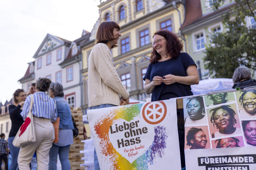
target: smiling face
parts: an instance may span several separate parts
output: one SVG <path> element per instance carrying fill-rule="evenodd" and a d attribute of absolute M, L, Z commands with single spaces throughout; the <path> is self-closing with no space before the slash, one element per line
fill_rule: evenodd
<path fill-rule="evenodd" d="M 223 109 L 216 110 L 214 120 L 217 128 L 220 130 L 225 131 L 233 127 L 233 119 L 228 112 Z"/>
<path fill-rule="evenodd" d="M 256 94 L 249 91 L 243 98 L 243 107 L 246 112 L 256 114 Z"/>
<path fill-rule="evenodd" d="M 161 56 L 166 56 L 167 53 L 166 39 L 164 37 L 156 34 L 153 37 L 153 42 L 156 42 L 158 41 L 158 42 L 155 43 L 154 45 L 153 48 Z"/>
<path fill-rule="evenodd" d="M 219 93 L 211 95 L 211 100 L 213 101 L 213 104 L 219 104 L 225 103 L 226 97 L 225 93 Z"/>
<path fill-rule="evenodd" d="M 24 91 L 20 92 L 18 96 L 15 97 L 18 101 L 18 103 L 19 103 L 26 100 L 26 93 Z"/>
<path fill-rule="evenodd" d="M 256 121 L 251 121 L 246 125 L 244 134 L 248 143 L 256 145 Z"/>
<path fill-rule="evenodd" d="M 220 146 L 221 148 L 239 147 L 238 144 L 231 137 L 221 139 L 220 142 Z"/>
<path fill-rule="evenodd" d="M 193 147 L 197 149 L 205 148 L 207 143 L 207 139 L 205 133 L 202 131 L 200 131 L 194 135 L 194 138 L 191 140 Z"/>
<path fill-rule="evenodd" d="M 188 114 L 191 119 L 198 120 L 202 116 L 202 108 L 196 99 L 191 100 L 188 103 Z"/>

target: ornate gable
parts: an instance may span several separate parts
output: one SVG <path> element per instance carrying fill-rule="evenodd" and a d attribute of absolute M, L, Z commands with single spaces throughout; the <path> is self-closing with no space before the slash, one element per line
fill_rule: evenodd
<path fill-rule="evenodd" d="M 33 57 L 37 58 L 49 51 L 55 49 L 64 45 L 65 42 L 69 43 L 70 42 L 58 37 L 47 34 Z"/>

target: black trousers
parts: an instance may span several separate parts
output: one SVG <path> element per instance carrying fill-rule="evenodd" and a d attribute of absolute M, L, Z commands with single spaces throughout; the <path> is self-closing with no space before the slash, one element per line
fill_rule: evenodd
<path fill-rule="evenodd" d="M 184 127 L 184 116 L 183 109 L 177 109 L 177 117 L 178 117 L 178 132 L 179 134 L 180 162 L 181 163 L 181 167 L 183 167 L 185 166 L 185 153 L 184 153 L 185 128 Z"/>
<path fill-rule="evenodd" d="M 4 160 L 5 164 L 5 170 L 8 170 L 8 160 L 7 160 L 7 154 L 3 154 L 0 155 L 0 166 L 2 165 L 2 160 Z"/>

· · · · · · ·

▶ WRITTEN REQUEST
Write out again, line for line, the data from the line containing "target: ornate gable" up to and including the last line of the data.

▶ RESULT OF THE EXERCISE
target: ornate gable
parts: an instance may span several separate parts
output: one SVG <path> element per instance carrying fill-rule="evenodd" and a d attribute of absolute M, L, Z commands with single spaces throughout; the <path> is self-closing with no space before the slash, one element per line
fill_rule: evenodd
<path fill-rule="evenodd" d="M 33 57 L 37 58 L 49 51 L 55 49 L 64 45 L 65 42 L 69 43 L 70 42 L 58 37 L 47 34 Z"/>

target: black trousers
parts: an instance may span several separate parts
output: one SVG <path> element per instance carrying fill-rule="evenodd" and a d attribute of absolute M, L, Z commands with single spaces throughout; the <path> is self-closing with no space before the slash, one element per line
fill_rule: evenodd
<path fill-rule="evenodd" d="M 184 127 L 184 116 L 183 109 L 177 109 L 177 117 L 178 117 L 178 132 L 179 134 L 180 162 L 181 163 L 181 167 L 183 167 L 185 166 L 185 153 L 184 153 L 185 128 Z"/>
<path fill-rule="evenodd" d="M 4 160 L 5 164 L 5 170 L 8 170 L 8 160 L 7 160 L 7 154 L 3 154 L 0 155 L 0 166 L 2 165 L 2 160 Z"/>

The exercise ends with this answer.